== Written request a ==
Quote the stored item rows exactly, from the first row through the row containing "[[0, 217], [17, 232], [57, 178], [57, 4], [0, 0]]", inclusive.

== Page excerpt ==
________________________________________

Stallone on Stallone -- The ''Cliffhanger'' star looks back at some of his career highs and lows, including ''Rocky,'' ''Rhinestone,'' and more
When John Lithgow, who plays Cliffhanger‘s dastardly British villain, first met Sylvester Stallone, he extended an actor’s compliment, praising him for being so willing to stretch. ”Yeah, you know what you get for stretching,” Stallone growled. ”Nothing but stretch marks.” Here, the Italian Stallion chews over his oeuvre, and — was there any doubt? — proves he’s willing to take his punches.
THE LORDS OF FLATBUSH (1974) Newcomers Stallone, Henry Winkler, and Perry King play innocent ’50s gang members. ”I have very fond memories of it. The acting was very naturalistic because we were really winging it, and I didn’t know any ‘cinema tricks.”’
ROCKY (1976) He wrote the screenplay, insisted on starring, and became a bicentennial success story when it won the Best Picture Oscar. ”Rocky was probably the purest of all my performances and the most insightful. It was far better received than I ever thought it would be. Being naive, I thought I was basically doing a film to while away the summer.

________________________________________

[Stored items]
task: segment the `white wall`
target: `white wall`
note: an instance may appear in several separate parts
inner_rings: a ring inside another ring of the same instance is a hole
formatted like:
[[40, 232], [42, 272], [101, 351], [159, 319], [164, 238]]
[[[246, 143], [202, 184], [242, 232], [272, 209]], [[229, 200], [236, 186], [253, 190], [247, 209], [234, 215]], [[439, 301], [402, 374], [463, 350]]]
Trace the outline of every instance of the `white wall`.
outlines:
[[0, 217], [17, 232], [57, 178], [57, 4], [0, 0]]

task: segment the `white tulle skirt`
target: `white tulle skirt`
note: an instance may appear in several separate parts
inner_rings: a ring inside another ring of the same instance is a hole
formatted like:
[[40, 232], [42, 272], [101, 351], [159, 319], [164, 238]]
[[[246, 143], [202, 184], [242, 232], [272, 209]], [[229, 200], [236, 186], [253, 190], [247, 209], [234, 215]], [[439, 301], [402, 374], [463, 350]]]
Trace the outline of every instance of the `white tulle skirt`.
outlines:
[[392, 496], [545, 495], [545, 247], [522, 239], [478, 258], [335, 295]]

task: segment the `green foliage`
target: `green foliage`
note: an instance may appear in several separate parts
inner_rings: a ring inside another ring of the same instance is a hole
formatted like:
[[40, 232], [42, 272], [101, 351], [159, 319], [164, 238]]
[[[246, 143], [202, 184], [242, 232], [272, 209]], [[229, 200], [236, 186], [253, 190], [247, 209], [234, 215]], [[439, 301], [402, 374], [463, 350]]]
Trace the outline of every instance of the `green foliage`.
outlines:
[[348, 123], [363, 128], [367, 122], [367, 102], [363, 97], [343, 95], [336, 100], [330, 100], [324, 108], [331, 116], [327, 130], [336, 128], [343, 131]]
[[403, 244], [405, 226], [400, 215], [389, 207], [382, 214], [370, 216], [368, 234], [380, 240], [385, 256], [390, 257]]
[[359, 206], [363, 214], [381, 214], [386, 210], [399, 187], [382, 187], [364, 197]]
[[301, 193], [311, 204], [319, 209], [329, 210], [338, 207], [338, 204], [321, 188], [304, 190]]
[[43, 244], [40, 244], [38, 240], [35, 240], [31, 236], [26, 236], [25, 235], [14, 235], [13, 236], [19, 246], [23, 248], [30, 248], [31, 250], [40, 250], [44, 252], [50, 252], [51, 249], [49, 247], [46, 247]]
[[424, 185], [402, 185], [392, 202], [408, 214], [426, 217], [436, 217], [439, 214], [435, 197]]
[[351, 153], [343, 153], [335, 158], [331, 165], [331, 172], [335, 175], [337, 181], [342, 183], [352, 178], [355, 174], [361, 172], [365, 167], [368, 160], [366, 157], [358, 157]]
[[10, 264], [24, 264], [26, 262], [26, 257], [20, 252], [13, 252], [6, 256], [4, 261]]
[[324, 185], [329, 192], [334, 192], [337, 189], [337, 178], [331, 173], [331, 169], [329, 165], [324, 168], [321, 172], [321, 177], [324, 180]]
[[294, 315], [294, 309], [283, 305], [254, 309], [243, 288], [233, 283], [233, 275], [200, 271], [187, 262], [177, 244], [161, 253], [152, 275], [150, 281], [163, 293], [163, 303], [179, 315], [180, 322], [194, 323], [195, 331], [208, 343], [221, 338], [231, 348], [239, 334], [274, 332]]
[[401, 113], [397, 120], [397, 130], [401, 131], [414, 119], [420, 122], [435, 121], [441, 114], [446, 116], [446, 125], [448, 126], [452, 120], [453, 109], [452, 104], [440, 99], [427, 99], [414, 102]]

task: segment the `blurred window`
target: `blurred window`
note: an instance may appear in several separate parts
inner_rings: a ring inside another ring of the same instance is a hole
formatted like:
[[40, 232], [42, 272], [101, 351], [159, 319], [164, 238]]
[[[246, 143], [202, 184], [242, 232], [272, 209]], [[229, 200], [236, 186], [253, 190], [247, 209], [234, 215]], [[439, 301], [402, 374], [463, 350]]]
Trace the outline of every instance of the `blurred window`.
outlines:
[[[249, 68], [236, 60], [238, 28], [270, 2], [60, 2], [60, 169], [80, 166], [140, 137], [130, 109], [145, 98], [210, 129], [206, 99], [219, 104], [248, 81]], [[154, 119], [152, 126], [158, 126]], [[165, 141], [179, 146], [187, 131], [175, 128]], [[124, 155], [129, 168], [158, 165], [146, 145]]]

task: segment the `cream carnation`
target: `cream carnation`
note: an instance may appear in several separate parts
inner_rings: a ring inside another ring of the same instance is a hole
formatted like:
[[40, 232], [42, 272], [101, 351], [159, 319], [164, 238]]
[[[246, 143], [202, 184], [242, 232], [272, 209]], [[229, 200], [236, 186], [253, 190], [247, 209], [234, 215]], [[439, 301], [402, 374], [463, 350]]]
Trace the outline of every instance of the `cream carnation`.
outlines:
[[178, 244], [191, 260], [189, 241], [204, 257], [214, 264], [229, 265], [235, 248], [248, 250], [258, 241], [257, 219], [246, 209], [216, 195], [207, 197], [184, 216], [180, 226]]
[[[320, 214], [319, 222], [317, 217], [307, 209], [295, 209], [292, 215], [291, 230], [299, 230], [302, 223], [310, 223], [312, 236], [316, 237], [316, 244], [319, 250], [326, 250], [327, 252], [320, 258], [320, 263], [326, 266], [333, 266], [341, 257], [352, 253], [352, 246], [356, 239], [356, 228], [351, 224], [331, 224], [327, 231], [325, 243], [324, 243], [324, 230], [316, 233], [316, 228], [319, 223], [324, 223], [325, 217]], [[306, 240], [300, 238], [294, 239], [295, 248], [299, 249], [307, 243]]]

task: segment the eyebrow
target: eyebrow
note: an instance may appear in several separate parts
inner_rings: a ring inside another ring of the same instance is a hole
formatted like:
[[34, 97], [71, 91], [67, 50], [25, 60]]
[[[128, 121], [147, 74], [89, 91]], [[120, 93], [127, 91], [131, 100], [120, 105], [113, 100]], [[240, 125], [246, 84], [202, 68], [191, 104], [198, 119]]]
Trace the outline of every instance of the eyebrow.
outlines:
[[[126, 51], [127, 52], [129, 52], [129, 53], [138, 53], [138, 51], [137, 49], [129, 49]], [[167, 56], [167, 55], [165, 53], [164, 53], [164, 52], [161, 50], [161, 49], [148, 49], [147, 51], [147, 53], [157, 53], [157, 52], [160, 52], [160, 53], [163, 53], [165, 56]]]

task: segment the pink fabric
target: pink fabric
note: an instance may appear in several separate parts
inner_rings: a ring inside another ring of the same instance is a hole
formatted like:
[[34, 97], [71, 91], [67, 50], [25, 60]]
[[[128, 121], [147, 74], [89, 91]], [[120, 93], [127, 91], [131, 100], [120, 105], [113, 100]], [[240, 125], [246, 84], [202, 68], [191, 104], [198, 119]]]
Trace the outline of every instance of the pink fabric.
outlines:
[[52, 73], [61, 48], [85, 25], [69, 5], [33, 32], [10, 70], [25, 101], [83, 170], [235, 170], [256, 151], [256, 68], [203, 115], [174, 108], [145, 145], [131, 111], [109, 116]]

________________________________________

== Written request b ==
In the Stallone career retrospective, which actor plays the British villain in Cliffhanger?

== Complete answer a ==
task: segment the `white wall`
target: `white wall`
note: an instance may appear in several separate parts
inner_rings: a ring inside another ring of the same instance is a hole
formatted like:
[[40, 232], [42, 272], [101, 351], [159, 319], [164, 238]]
[[[246, 143], [202, 184], [242, 232], [272, 209]], [[229, 200], [236, 186], [253, 190], [247, 209], [234, 215]], [[439, 301], [402, 374], [463, 350]]]
Trace the outline of every instance of the `white wall`.
outlines:
[[0, 217], [17, 232], [57, 178], [57, 4], [0, 0]]

== Complete answer b ==
John Lithgow